Written exercise 1
Copy the stretch of the passage on worry from "By the time" through "much so fast!".
Written exercise 2
List every sentence that the passage on worry places inside quotation marks.

Selected text
★ ★ ★ ★ ★

By the time I get to the remembering part, I’m ready to dump my entire snarled mess in God’s lap. “Please take this. I can’t do it. I can’t figure this out.” This brings relief, because his lap is large, big enough to hold me as well as my mess.

But, just a day or two later, sometimes only a few hours later, I find a fresh snarl of yarns in my head and the cycle begins again. Who knew my mind could gather fluff so quickly and spin so much so fast!

God has used my neighborhood to help shred my worry web, to help me move past myself to others. When I get out and about in the neighborhood and pass mothers waiting at bus stops, holding children on hips, others by the hand, I think, How many of them are running a rat race that feels hopeless? How many are working minimum-wage jobs, trying to feed and shelter a family on $350 a week, with childcare swallowing up a huge chunk of a paycheck? And, comparing these struggles to my current light-in-contrast worries—which I’m flattened by pretty easily—I wonder how long it would take before the hopelessness of that kind of grind would wear a person into the ground.

★ ★ ★ ★ ★

Records from a data source
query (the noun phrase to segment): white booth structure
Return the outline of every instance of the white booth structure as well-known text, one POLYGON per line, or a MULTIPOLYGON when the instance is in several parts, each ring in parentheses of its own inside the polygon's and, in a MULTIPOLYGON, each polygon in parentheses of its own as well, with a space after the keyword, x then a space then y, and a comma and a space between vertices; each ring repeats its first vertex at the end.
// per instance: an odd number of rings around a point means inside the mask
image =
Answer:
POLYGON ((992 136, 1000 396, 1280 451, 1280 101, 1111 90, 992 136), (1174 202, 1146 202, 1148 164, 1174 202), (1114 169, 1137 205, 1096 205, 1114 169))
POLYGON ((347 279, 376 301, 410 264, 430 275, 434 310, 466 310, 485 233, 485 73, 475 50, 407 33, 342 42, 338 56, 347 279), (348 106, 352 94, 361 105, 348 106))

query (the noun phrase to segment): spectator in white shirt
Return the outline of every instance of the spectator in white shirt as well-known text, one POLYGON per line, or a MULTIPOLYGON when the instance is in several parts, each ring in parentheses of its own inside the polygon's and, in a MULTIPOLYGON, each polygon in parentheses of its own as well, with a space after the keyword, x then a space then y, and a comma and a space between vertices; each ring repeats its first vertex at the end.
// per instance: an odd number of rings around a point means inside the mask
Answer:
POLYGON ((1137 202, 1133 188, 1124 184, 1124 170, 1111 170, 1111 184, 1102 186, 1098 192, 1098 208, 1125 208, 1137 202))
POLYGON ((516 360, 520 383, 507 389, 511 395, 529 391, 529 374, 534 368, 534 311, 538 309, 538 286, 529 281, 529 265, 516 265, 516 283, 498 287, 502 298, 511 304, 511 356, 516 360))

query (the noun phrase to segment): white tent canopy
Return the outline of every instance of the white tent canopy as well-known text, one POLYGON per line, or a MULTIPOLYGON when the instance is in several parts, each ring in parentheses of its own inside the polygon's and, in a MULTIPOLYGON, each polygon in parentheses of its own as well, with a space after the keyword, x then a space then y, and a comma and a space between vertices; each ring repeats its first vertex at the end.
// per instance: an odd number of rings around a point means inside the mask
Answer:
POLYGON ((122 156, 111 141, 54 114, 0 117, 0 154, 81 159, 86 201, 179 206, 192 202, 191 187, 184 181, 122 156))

★ ★ ★ ★ ★

Correct response 1
By the time I get to the remembering part, I’m ready to dump my entire snarled mess in God’s lap. “Please take this. I can’t do it. I can’t figure this out.” This brings relief, because his lap is large, big enough to hold me as well as my mess.

But, just a day or two later, sometimes only a few hours later, I find a fresh snarl of yarns in my head and the cycle begins again. Who knew my mind could gather fluff so quickly and spin so much so fast!

Correct response 2
- Please take this.
- I can't do it.
- I can't figure this out.